* _EXERCISE PROMPT_: Show every line in the listing below that contains the string "branch".

#####

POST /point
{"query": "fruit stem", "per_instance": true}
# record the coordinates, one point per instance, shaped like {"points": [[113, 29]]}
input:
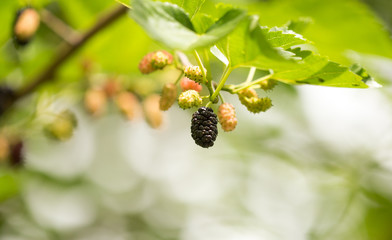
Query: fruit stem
{"points": [[221, 98], [251, 74], [246, 85], [222, 82], [200, 63], [208, 65], [208, 81], [179, 78]]}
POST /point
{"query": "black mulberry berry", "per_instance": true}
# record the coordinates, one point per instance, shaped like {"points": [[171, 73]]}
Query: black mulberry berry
{"points": [[7, 97], [204, 127]]}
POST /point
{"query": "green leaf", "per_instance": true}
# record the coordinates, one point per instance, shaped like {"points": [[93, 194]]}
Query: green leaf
{"points": [[191, 7], [261, 47], [248, 46], [283, 37], [8, 186], [366, 78], [299, 25], [318, 70], [170, 25], [202, 22]]}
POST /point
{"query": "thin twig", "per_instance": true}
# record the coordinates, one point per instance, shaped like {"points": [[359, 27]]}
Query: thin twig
{"points": [[59, 27], [65, 51]]}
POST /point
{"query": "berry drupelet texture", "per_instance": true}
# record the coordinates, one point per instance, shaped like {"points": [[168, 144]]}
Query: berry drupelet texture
{"points": [[204, 127], [227, 117]]}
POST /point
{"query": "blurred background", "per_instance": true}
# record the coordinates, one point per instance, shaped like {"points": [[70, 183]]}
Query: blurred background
{"points": [[316, 166]]}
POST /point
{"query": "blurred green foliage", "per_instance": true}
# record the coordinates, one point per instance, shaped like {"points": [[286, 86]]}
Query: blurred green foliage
{"points": [[353, 202]]}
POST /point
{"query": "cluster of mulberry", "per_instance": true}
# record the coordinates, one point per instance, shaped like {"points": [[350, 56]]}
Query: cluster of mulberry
{"points": [[155, 61], [249, 98], [194, 73], [189, 99], [26, 24], [168, 97], [204, 127], [227, 117]]}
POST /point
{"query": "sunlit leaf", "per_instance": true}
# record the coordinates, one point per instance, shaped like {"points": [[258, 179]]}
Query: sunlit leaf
{"points": [[170, 25]]}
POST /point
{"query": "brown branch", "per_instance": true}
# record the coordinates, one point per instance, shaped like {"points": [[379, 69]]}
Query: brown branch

#####

* _SOLUTION FOR THIS EXERCISE_:
{"query": "brown branch", "per_instance": true}
Query: brown branch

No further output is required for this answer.